Text section:
On the basis of the above three points, the outline of performing martingale for change detection is described as follows (see Ref. [ 25] for more details):
Step 1: The randomized power martingale (RPM) [ 26] is constructed from the computed $$s_{1} ,s_{2} , \ldots ,s_{n}$$ by
$$M_{t} = \prod\limits_{i = 1}^{t} ( \varepsilon \hat{p}_{i}^{\varepsilon - 1} ),t \in \{ 1,2, \ldots ,n\} ,$$
(3)
where $$\varepsilon \in (0,\;1)$$ and $$\hat{p}_{i} s$$ are the value computed from $$\hat{p}$$ −value functions:
\begin{aligned} &\hat{p}_{i} (\{ s_{1} , \ldots ,s_{i - 1} \} ,s_{i} ) \hfill \\ &\quad = \frac{{\# \{ j:s(j) > s(i)\} + \theta_{i} \# \{ j:s(j) = s(i)\} }}{i}, \hfill \\ \end{aligned}
(4)
where # $$\{ \bullet \}$$ is a counting function and $$\theta_{i}$$ is a random value from a uniformly distribution of [0, 1], $$j \in \{ 1,2, \ldots ,i - 1\} .$$
Step 2: The following inequality is then tested based on the Doob’s inequality for any $$t \in \{ 1,2, \ldots ,n\}$$ to test the hypothesis as below:
\begin{aligned} H_{0} :\;\;{\text{no}}\;{\text{change}}\;:\;\;\;0 < M_{t} < \lambda \;, \hfill \\ H_{A} :\;\;{\text{change}}\;{\text{occurs}}\;:\;\;\;M_{t} \ge \lambda \;. \hfill \\ \end{aligned}
(5)
That is, if the martingale value M t is greater than a predefined threshold $$\lambda$$, H A in Eq. ( 5) is satisfied, i.e., a change occurs on the time t. Otherwise, the martingale test satisfying $$H_{0}$$ continues to operate as long as 0 <  M t  < λ.

## 3 Problem Formulation and Proposed Scheme

In Section  2, we have provided the outline of martingale-test for change detection. Two problems have to be further considered for long-term machinery monitoring:
(1)

Dataset extract:
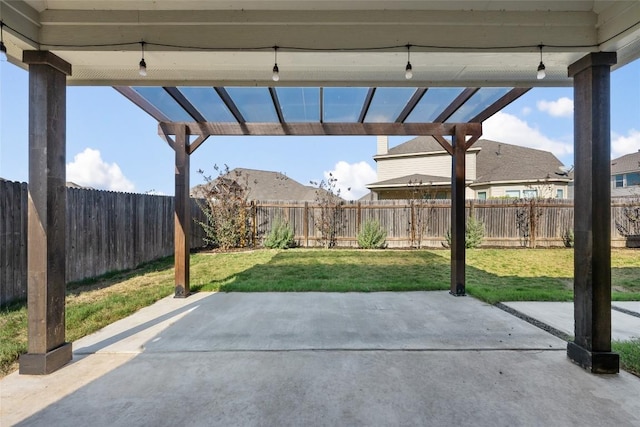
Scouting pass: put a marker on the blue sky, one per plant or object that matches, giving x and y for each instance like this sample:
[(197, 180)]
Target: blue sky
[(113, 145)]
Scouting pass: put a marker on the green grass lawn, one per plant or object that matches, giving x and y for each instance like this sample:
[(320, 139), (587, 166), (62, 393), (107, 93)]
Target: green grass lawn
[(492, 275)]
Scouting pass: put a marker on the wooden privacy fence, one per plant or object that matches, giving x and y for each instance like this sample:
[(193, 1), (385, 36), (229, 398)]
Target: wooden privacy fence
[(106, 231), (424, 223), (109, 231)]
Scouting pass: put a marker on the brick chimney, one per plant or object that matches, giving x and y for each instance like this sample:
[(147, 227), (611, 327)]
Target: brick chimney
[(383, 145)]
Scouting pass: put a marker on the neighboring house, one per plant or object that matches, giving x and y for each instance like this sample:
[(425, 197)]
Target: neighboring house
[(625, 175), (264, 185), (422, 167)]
...
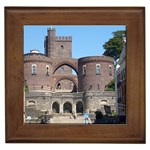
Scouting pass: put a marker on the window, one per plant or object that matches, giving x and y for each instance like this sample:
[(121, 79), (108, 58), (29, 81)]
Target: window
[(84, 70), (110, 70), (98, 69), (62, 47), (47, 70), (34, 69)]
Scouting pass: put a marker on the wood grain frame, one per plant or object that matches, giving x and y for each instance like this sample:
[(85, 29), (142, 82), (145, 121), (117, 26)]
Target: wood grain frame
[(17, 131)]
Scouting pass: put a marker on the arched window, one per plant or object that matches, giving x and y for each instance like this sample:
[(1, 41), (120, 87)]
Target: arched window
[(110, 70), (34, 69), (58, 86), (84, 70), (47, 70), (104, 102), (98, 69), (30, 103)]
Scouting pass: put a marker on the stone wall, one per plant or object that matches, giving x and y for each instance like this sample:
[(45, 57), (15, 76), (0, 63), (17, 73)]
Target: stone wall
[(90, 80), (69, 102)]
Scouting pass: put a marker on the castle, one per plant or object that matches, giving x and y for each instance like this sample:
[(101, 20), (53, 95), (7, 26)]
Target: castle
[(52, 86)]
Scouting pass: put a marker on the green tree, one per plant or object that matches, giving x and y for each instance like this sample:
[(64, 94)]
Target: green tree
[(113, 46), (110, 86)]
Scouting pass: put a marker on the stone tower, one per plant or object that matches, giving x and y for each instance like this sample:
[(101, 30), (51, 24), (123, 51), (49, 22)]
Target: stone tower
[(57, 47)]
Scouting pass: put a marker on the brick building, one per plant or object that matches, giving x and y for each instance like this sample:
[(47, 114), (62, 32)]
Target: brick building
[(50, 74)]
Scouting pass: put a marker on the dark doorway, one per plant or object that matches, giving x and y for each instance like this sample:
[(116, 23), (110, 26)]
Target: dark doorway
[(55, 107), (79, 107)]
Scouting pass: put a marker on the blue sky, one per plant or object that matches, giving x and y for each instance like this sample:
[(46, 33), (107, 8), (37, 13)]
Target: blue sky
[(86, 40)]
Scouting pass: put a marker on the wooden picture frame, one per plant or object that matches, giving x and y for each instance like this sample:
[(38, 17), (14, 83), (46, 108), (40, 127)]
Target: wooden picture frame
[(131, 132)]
---
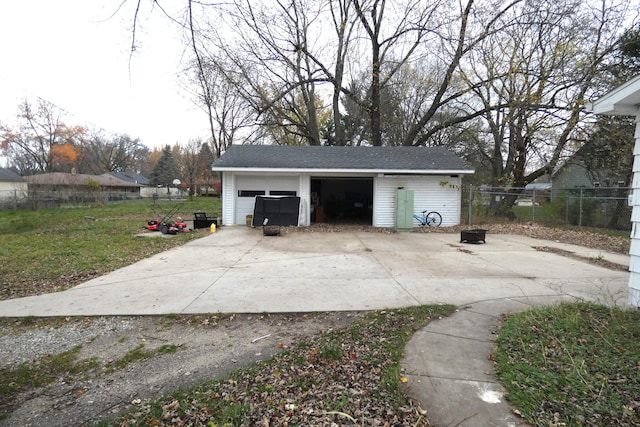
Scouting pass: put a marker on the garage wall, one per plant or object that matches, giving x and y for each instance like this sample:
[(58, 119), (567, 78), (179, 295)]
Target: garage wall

Set of tasks:
a) In the text on martingale change detection, which inequality is the Step 2 hypothesis test based on?
b) Write the next part of the text on martingale change detection, picking up right after its last line.
The material is not needed for this.

Per-task outputs:
a) Doob's inequality.

b)
How to deal with multi-change detection in long-term monitoring?

(2)
Is it possible to adaptively compute the threshold value when making change decision?

In the following, we will discuss these two problems in details and provide our proposed schemes.

### 3.1 Change Detection Using Incremental Sliding-Window

Problem 1. As shown in Eq. ( 3) and Eq. ( 5), $$M_{t}$$ can be sequentially processed with a fixed-length L sliding-window over the given data stream, and all possible change candidates $$t \in \{ 1,2, \ldots ,n\}$$ are tested. This process however may be unsuitable for long-term monitoring applications. A key feature of real machine operations is temporal variations, i.e., one operation can last for a long time or only a few seconds. Hence, it is difficult to use a fixed-length L sliding-window to capture transitions (i.e., changes from an operational state to another) in long-term monitoring. More specifically, a small length of L causes over-change-detection and a large length of L causes a large delay. To overcome this problem, we combine the martingale with an incremental sliding-window strategy [ 27] to design a real-time change detection algorithm for Eq. ( 5).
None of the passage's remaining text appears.